··· DOCUMENT SEGMENT
Haxell may also provide for laziness and (non)determinism. Suppose a function with an infinite hedge, such as, f[([ :int[x] ])|x<-[1 . . . ]], is called. Suppose we have patterns f(|:int[a@Int]?, (:int[b@Int],:int[c@Int])*|)=. . . No assignment will occur until it is finished, and it will diverge while matching. Next consider:
f(|:int[a@Int]?|)= . . .
f(|(:int[b@Int], :int[c@Int])+|)= . . .
f(|:int[a@Int], (:int[b@Int], :int[c@Int])+|)= . . .
Each is deterministic, but cannot be distinguished in bounded time, so it will diverge. A third example, f(|(:int[b@Int], :int[c@Int])*, :int[a@Int]?|)= . . . , matches in bounded time, and allows processing of b and c, but accessing a will diverge.

Given a set of alternative patterns, it is desirable to know whether a determination can be made, in bounded time, as to which pattern matches. Also, having done so, it is desirable to know whether processing on the right hand side of the math can start in bounded time, or whether the entire document need to be processed in advance. Only the third of these patterns has this property. For the last alternative, it is preferred that matching and assignment should happen in bounded time, as in ordinary Haskell.

An example implementation of Haxell, is provided in the Appendix. Note that the kleene operators **, ++, and ?? make it easier for hacking the parser.
······
··· DATA SECTION
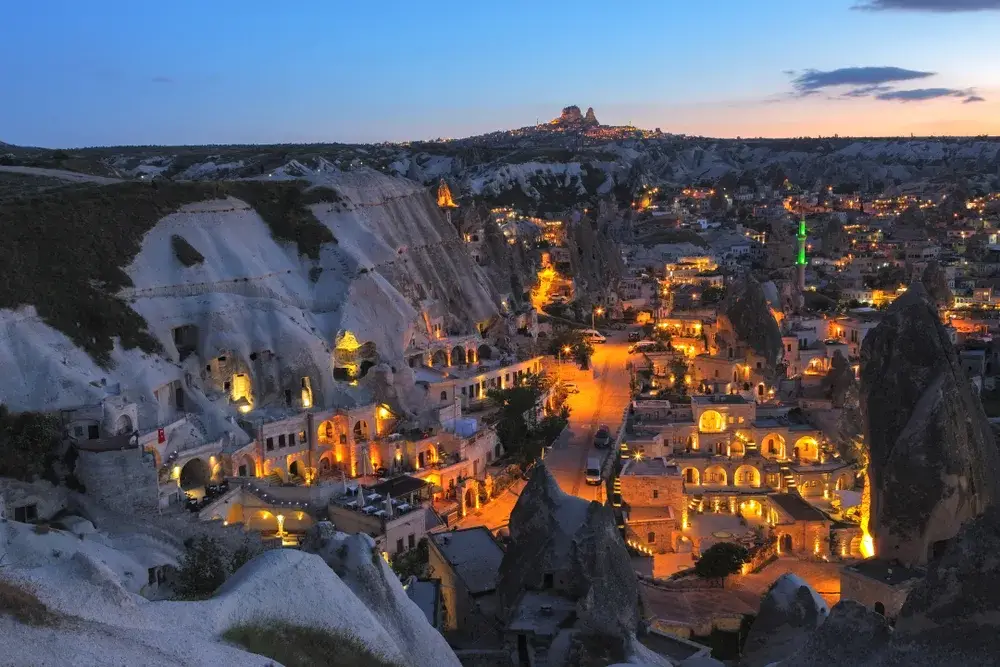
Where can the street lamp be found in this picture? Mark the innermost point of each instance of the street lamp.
(596, 311)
······
*WHAT IS BEING ASKED*:
Why, according to the Haxell passage, does calling f with an infinite hedge diverge when the alternatives are the three patterns beginning "f(|:int[a@Int]?|)"? Answer in one to three sentences. The listing above is material separate from the Haxell passage.

*THE RESPONSE*:
Each of the three patterns is deterministic, but they cannot be distinguished from one another in bounded time. Because the match among the alternatives cannot be settled, the call diverges.